### TASK LIST
1. Answer these questions about the carbon nanotube passage:
(a) What does mobility measure?
(b) Who led the research team?
(c) In which journal were the results published online?
2. Reproduce the carbon nanotube passage from "University of Maryland" up to and including "to biochemical sensors.".

### DOCUMENT PASSAGE
════
University of Maryland physicists have found that semiconducting carbon nanotubes have the highest mobility of any known material at room temperature. Mobility is a measure of how well a semiconductor conducts electricity.
A team of researchers led by Michael Fuhrer, assistant professor of physics in the university's Center for Superconductivity Research, have fabricated a semiconducting nanotube transistor that shows a mobility almost 25 percent higher than any previous semiconducting material and more than 70 times higher than the mobility of the silicon used in today's computer chips. The results, published online in the journal Nano Letters, provide new evidence that semiconducting carbon nanotubes hold great promise for replacing conventional semiconductor materials in applications ranging from computer chips to biochemical sensors.
════
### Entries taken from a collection
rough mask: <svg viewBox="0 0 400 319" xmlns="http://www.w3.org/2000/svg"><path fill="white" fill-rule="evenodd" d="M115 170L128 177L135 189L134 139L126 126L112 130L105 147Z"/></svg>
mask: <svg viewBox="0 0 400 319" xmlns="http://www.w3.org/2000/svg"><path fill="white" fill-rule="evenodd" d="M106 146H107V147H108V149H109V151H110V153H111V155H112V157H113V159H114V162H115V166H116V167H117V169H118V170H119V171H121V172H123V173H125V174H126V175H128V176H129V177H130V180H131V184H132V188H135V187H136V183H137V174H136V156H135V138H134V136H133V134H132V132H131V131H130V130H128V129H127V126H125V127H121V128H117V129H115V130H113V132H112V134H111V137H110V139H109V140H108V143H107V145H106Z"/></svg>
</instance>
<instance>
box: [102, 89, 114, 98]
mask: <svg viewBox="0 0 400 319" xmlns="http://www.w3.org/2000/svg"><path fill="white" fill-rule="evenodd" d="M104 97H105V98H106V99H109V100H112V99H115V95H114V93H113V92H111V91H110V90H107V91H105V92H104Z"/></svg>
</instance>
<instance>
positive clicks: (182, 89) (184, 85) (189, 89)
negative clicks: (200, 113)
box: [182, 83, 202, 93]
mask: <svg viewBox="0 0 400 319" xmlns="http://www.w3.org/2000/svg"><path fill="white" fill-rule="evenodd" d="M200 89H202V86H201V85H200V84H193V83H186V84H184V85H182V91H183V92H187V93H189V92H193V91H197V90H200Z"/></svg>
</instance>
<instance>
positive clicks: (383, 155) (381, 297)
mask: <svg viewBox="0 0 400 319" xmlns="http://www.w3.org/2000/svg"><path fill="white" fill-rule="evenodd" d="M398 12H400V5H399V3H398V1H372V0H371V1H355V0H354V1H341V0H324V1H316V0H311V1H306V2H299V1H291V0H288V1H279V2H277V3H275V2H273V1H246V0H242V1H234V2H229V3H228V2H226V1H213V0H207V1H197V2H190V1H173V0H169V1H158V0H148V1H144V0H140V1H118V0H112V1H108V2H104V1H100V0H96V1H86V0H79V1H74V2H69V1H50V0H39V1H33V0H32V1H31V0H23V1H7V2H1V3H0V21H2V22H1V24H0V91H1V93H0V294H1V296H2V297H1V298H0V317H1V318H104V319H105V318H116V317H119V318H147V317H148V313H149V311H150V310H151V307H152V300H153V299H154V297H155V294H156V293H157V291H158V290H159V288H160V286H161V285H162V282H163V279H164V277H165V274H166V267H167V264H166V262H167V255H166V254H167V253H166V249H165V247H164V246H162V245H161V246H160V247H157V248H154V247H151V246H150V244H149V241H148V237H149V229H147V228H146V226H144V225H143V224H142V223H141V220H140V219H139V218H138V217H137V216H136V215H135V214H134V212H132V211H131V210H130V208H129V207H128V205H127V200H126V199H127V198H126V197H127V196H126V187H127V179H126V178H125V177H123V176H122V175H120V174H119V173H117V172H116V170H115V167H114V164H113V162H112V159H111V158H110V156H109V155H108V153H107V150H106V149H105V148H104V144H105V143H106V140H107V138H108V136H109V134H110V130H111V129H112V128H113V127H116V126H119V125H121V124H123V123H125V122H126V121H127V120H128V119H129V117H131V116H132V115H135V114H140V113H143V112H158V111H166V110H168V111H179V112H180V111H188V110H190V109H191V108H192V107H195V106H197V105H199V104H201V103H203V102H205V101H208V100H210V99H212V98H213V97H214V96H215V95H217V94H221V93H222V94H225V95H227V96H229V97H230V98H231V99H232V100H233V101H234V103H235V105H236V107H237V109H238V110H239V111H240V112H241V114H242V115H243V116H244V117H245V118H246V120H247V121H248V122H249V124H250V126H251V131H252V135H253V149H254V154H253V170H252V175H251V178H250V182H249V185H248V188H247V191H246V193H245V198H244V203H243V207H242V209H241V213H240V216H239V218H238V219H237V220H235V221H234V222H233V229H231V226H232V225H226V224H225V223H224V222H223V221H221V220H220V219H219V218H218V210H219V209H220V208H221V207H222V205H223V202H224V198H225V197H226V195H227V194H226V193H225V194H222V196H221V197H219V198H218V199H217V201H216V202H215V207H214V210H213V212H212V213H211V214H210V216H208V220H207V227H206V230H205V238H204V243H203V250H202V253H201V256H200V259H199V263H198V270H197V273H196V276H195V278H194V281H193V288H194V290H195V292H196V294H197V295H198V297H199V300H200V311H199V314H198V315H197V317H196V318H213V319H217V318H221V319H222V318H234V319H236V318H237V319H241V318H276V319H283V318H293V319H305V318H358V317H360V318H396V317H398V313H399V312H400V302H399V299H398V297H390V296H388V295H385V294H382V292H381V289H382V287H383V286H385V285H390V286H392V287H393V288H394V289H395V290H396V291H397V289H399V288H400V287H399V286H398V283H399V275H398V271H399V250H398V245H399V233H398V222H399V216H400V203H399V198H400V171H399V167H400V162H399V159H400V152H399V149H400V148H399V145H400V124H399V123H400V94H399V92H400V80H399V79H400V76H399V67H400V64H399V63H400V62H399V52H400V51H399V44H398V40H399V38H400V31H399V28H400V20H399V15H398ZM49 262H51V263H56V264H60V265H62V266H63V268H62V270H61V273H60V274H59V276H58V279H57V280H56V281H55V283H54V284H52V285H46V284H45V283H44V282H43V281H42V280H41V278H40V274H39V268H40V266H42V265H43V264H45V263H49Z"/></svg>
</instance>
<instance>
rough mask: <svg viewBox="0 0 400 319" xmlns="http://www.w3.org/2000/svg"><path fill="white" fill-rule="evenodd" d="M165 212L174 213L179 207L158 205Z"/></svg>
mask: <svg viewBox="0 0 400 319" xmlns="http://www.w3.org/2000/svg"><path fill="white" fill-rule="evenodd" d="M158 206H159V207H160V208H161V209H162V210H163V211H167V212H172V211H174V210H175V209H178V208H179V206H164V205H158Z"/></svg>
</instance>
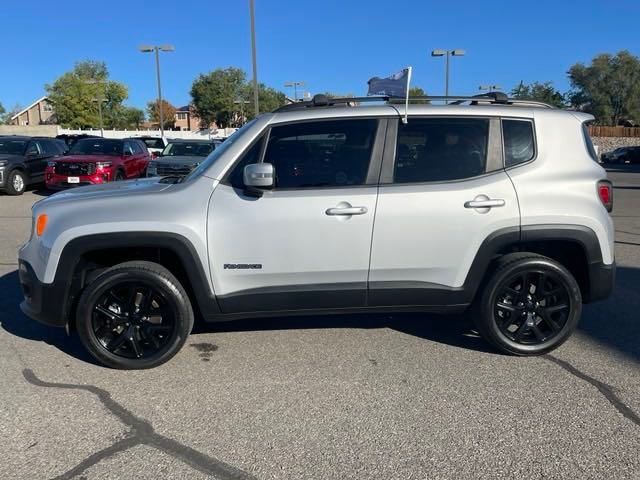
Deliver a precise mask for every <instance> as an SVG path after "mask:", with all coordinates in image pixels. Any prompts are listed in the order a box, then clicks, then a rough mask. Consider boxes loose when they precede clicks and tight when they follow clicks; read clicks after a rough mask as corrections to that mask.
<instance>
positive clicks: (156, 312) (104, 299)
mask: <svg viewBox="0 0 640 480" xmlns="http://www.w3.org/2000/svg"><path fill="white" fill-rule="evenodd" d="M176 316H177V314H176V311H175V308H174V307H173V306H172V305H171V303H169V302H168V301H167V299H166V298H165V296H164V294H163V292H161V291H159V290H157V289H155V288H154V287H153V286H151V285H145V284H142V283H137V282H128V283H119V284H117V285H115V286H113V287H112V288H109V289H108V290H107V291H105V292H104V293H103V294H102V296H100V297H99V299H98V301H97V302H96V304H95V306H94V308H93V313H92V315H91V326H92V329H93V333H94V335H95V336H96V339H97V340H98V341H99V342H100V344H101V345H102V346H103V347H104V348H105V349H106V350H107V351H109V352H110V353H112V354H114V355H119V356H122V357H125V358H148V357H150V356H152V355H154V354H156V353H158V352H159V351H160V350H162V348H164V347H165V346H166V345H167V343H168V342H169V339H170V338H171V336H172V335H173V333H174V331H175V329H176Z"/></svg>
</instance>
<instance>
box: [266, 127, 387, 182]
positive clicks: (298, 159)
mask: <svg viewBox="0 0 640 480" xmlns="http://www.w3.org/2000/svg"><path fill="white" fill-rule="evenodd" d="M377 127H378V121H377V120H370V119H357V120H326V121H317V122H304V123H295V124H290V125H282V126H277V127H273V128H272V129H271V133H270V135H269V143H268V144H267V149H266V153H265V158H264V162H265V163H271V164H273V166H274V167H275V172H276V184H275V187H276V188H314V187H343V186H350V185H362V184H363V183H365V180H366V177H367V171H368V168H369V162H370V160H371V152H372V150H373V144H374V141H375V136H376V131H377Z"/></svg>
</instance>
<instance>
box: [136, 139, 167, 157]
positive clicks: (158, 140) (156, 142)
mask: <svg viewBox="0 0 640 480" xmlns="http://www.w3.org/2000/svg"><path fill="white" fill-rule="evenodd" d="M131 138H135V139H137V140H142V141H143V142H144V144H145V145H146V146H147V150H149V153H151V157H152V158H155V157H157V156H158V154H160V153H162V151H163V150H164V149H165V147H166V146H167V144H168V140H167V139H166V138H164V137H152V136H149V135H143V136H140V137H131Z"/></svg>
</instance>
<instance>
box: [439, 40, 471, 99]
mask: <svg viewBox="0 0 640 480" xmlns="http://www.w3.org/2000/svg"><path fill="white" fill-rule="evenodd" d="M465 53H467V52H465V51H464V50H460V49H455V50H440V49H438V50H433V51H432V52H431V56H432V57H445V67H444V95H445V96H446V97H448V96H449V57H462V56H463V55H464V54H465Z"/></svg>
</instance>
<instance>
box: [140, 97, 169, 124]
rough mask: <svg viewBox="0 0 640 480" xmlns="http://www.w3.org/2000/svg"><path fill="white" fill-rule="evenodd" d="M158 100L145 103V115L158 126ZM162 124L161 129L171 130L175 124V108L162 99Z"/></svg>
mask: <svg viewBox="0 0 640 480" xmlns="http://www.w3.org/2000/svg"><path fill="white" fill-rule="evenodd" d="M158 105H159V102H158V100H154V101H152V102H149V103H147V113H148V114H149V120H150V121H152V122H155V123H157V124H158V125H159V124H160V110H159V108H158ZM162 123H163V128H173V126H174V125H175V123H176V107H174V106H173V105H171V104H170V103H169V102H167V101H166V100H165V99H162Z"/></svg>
════
### SOLUTIONS IN ORDER
1.
(a) How well a semiconductor conducts electricity.
(b) Michael Fuhrer, assistant professor of physics in the university's Center for Superconductivity Research.
(c) Nano Letters.

2.
University of Maryland physicists have found that semiconducting carbon nanotubes have the highest mobility of any known material at room temperature. Mobility is a measure of how well a semiconductor conducts electricity.
A team of researchers led by Michael Fuhrer, assistant professor of physics in the university's Center for Superconductivity Research, have fabricated a semiconducting nanotube transistor that shows a mobility almost 25 percent higher than any previous semiconducting material and more than 70 times higher than the mobility of the silicon used in today's computer chips. The results, published online in the journal Nano Letters, provide new evidence that semiconducting carbon nanotubes hold great promise for replacing conventional semiconductor materials in applications ranging from computer chips to biochemical sensors.